PASSAGE:
+--
When the IoT Meets IRS: Intelligent Reflecting Surfaces for Massive IoT Connectivity

 

The concept of Intelligent Reflecting Surface (IRS) has emerged as a transformative and revolutionary technology for providing seamless coverage and to achieve energy and spectrum efficiency for cost-effective wireless networks.

The architecture of the IRS comprises of arrays of passive and reconfigurable antenna elements printed on a low-cost substrate [1]. Each element in the IRS structure is equipped with a phase shifter to control the transmission of the incident signal [2]. The IRS reflects the incident plane wave in the form of a beam in the desired direction by adjusting the phase difference between each passive element [3]. Although the IRS itself is in the infancy phase, its applications and utility in other domains are growing exponentially.

Using IRS for the Internet of Things (IoT)?

Typically, the Internet-of-things (IoT) applications range from monitoring services in remote locations to continual sensing of the environment [4]. However, the limited power of such IoT devices restraint the transmission range. The monitoring services can be implied in different industries, which may vary from health management using wearable devices, tackling emergencies in disaster scenarios, etc. requires information to be uploaded without being lost. To effectively handle such situations, the key property of IRS, i.e., coverage enhancement, may be helpful for enhancing the functionality of IoT devices. Therefore, for the uninterrupted operations of IoT devices with improved coverage, the use of the IRS with the IoT is one of the cost-effective and feasible options.
+--
SUPPLIED INFORMATION:
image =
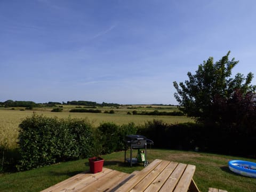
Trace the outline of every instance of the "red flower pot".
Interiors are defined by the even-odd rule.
+--
SHORT PROBLEM: Can you summarize the article on intelligent reflecting surfaces in two sentences? The data has no connection to the article on intelligent reflecting surfaces.

FINISHED ANSWER: An Intelligent Reflecting Surface consists of arrays of passive, reconfigurable antenna elements on a low-cost substrate, each with a phase shifter, and it reflects an incident wave as a beam in a desired direction by adjusting the phase difference between elements. Because the limited power of IoT devices restricts their transmission range, the coverage enhancement that an IRS offers makes using it with IoT a cost-effective and feasible option for uninterrupted operation.